**EXERCISE DIRECTIONS:**
Write out the listing below again, precisely as it is given.

(Saved entries)
------------------------------------

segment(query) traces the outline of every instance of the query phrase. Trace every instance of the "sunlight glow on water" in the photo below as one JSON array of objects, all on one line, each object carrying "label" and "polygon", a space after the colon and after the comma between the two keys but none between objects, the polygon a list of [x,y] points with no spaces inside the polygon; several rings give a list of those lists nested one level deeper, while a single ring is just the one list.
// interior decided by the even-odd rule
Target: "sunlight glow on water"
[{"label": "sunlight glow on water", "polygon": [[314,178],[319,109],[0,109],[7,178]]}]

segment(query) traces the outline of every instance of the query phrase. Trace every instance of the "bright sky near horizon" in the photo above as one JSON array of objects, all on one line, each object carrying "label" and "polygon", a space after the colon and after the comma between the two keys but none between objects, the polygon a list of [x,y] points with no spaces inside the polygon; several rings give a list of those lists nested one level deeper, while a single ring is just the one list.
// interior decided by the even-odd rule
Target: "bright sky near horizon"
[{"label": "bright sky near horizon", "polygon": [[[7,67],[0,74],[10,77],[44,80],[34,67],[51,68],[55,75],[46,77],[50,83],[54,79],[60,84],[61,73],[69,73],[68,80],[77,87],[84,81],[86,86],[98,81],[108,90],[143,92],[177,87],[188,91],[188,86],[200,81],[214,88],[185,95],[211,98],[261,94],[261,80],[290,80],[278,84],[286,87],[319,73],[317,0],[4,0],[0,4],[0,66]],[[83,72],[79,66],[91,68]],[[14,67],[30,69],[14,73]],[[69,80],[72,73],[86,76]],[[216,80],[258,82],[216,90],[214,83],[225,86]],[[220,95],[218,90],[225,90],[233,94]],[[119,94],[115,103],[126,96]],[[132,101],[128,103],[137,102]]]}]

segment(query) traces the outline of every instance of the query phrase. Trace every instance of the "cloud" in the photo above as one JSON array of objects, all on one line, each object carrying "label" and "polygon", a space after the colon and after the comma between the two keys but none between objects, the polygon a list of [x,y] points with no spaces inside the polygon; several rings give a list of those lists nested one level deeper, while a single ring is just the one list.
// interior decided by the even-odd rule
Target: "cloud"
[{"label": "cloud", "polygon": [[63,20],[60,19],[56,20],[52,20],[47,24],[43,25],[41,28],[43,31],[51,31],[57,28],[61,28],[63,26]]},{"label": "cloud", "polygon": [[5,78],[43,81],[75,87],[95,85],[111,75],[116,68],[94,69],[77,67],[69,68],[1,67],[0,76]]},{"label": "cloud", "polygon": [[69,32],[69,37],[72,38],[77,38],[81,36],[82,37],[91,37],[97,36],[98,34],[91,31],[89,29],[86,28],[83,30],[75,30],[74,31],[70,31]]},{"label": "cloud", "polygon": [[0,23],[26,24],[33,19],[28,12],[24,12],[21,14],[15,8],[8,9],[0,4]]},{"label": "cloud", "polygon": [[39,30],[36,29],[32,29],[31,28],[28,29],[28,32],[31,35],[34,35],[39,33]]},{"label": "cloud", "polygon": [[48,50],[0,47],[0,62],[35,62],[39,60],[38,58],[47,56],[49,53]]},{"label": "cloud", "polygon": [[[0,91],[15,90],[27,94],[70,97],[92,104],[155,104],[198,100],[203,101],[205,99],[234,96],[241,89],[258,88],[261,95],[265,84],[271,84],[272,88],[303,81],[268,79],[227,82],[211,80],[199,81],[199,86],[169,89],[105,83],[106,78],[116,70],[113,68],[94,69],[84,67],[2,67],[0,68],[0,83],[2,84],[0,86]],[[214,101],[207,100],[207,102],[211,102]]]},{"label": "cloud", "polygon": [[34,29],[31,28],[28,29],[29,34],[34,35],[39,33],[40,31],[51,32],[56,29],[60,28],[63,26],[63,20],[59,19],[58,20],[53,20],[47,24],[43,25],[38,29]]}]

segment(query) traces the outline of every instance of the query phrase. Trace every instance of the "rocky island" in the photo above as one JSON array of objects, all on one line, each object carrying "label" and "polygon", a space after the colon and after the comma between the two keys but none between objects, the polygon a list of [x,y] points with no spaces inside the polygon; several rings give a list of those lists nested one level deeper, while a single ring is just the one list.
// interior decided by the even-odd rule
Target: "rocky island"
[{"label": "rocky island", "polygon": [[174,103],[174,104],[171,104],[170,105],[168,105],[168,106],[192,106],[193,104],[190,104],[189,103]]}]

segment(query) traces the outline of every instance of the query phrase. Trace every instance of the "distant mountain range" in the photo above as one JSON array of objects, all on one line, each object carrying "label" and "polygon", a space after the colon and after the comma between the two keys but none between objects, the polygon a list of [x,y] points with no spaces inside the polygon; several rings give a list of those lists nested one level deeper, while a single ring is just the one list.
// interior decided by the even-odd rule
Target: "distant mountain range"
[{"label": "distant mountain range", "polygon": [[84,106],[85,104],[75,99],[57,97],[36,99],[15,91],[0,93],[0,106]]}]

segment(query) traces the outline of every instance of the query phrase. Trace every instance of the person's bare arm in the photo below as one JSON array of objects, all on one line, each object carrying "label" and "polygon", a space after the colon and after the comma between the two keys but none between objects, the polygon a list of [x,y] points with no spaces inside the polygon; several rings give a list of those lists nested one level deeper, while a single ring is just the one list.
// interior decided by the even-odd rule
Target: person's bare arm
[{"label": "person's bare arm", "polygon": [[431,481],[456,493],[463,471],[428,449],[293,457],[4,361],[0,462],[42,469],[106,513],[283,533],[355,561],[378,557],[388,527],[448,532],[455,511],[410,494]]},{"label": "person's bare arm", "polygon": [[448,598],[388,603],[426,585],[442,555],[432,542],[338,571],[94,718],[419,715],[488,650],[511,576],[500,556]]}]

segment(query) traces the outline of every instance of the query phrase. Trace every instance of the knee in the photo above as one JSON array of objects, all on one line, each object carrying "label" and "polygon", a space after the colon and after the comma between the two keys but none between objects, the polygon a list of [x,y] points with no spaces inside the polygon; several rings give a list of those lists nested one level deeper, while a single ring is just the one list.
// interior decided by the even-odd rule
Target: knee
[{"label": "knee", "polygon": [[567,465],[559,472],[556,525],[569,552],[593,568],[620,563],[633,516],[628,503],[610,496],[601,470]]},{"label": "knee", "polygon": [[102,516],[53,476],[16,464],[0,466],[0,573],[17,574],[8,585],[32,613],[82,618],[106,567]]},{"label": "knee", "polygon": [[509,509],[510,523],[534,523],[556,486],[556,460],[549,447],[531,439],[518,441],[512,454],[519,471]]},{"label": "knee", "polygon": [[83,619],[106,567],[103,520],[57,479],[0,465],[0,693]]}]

------------------------------------

**EXERCISE RESULT:**
segment(query) traces the outline of every instance of the query phrase. Trace every instance of the "sunlight glow on water" in the photo below as one JSON array of objects, all on one line, each object carrying "label" and "polygon", a space after the colon and after the comma between the two keys but none between objects, the polygon a list of [x,y] points with no spaces inside the polygon; several rings give a list of those lists nested one level deeper, while a single ring is just the one list.
// interior decided by the even-odd rule
Target: "sunlight glow on water"
[{"label": "sunlight glow on water", "polygon": [[314,178],[319,109],[0,109],[7,178]]}]

segment(query) traces the outline of every instance of the query phrase. Trace every instance of the "bright sky near horizon" in the photo above as one JSON array of objects, all on one line, each object carrying "label" and "polygon", a space after the colon and after the comma between the two keys but none between objects, the polygon a list of [x,y] points with no spaces inside the polygon; several rings give a list of those lists nested one level deeper, while a single ring is just the one list.
// interior decided by the even-odd rule
Target: "bright sky near horizon"
[{"label": "bright sky near horizon", "polygon": [[[7,67],[0,74],[10,77],[44,80],[34,67],[51,68],[55,75],[46,77],[50,83],[54,79],[60,84],[61,73],[69,73],[68,80],[77,87],[84,81],[86,86],[98,81],[108,90],[143,92],[177,87],[188,91],[188,86],[200,81],[214,88],[185,95],[211,98],[261,94],[261,80],[290,80],[278,84],[286,87],[319,73],[317,0],[4,0],[0,4],[0,66]],[[83,72],[79,66],[91,68]],[[14,67],[30,69],[14,73]],[[69,80],[72,73],[86,76]],[[216,80],[258,82],[216,90],[214,83],[225,86]],[[220,95],[218,90],[225,90],[233,94]],[[119,94],[115,103],[126,96]],[[132,101],[128,103],[137,102]]]}]

segment(query) traces the outline of every instance of the query phrase. Trace every instance of the "cloud" in the photo above as one JSON array of objects, all on one line, each object carrying "label" and "polygon", a space after the colon and after the comma between the two keys but none between objects, the polygon a list of [x,y] points with no spaces inside the polygon; several rings give a list of those lists nested one level deeper, while a single ring is just the one list.
// interior decided by the even-odd rule
Target: "cloud"
[{"label": "cloud", "polygon": [[63,20],[60,19],[56,20],[52,20],[47,24],[43,25],[41,28],[43,31],[51,31],[57,28],[61,28],[63,26]]},{"label": "cloud", "polygon": [[5,78],[43,81],[75,87],[95,85],[111,75],[116,68],[94,69],[77,67],[69,68],[1,67],[0,76]]},{"label": "cloud", "polygon": [[69,32],[69,37],[72,38],[77,38],[81,36],[82,37],[91,37],[97,36],[98,34],[91,31],[89,29],[86,28],[83,30],[75,30],[74,31],[70,31]]},{"label": "cloud", "polygon": [[0,23],[26,24],[33,19],[28,12],[24,12],[21,14],[15,8],[8,9],[0,4]]},{"label": "cloud", "polygon": [[39,30],[36,29],[32,29],[31,28],[28,29],[28,32],[31,35],[34,35],[39,33]]},{"label": "cloud", "polygon": [[48,50],[0,47],[0,62],[35,62],[39,60],[38,58],[47,56],[49,53]]},{"label": "cloud", "polygon": [[[0,91],[15,90],[27,94],[70,97],[92,104],[155,104],[198,100],[203,101],[205,99],[234,96],[241,89],[258,88],[261,95],[265,84],[271,84],[272,88],[303,81],[268,79],[227,82],[211,80],[199,81],[199,86],[169,89],[105,83],[106,78],[116,70],[113,68],[94,69],[84,67],[2,67],[0,68],[0,83],[2,84],[0,86]],[[214,101],[207,100],[207,102],[211,102]]]},{"label": "cloud", "polygon": [[34,29],[31,28],[28,29],[29,34],[34,35],[39,33],[40,31],[51,32],[56,29],[60,28],[63,26],[63,20],[59,19],[58,20],[53,20],[47,24],[43,25],[38,29]]}]

segment(query) traces the outline of every instance of the query phrase. Trace every instance of the "rocky island" in the photo above as one JSON array of objects, all on one line, each object carrying "label" and "polygon", a space after the colon and after the comma between the two keys but none between objects, the polygon a list of [x,y] points with no spaces inside the polygon; several rings give a list of those lists nested one level deeper, while a single ring is just the one list.
// interior decided by the even-odd rule
Target: "rocky island"
[{"label": "rocky island", "polygon": [[174,103],[174,104],[171,104],[170,105],[168,105],[168,106],[192,106],[193,104],[190,104],[189,103]]}]

segment(query) traces the outline of every instance of the query phrase. Trace every instance of the "distant mountain range" in the photo above as one JSON array of objects, all on one line, each object carrying "label" and "polygon", a space after the colon and after the comma between the two keys but none between objects, the polygon a list of [x,y] points with no spaces inside the polygon; several rings give a list of those lists nested one level deeper, while a single ring is just the one list.
// interior decided by the even-odd rule
Target: "distant mountain range"
[{"label": "distant mountain range", "polygon": [[84,106],[85,104],[75,99],[57,97],[36,99],[15,91],[0,93],[0,106]]}]

segment(query) traces the outline of every instance of the query phrase. Trace every instance of the person's bare arm in the photo below as one JSON array of objects, all on one line, each object carrying "label" and "polygon", a space after the colon and after the comma between the two keys but none between objects, the polygon a list of [x,y] points with no spaces inside the polygon; several rings give a list of those lists nested one level deeper, while a single ring is just the one list.
// interior decided by the even-odd rule
Target: person's bare arm
[{"label": "person's bare arm", "polygon": [[431,481],[456,493],[463,471],[428,449],[293,457],[4,361],[0,462],[42,469],[106,513],[283,533],[355,561],[378,557],[388,527],[448,532],[455,511],[410,494]]},{"label": "person's bare arm", "polygon": [[448,598],[388,603],[426,585],[442,555],[432,542],[338,571],[94,718],[419,715],[488,650],[511,576],[500,556]]}]

segment(query) traces the outline of every instance of the query phrase. Trace every instance of the knee in the photo above as one JSON array of objects, all on one line, each object carrying "label" and "polygon", a space after the colon and after the comma between the two keys but none between objects, the polygon a list of [x,y] points with no spaces inside the polygon; several rings give a list of those lists nested one level deeper, while a single ring is just the one list.
// interior decided by the even-odd rule
Target: knee
[{"label": "knee", "polygon": [[567,465],[559,472],[556,525],[569,552],[593,568],[620,563],[633,516],[628,503],[610,496],[601,470]]},{"label": "knee", "polygon": [[102,516],[53,476],[16,464],[0,466],[0,573],[17,574],[8,585],[32,613],[82,618],[106,567]]},{"label": "knee", "polygon": [[509,509],[510,523],[534,523],[556,486],[556,460],[549,447],[531,439],[518,441],[512,454],[519,471]]},{"label": "knee", "polygon": [[83,619],[106,567],[103,520],[57,479],[0,465],[0,693]]}]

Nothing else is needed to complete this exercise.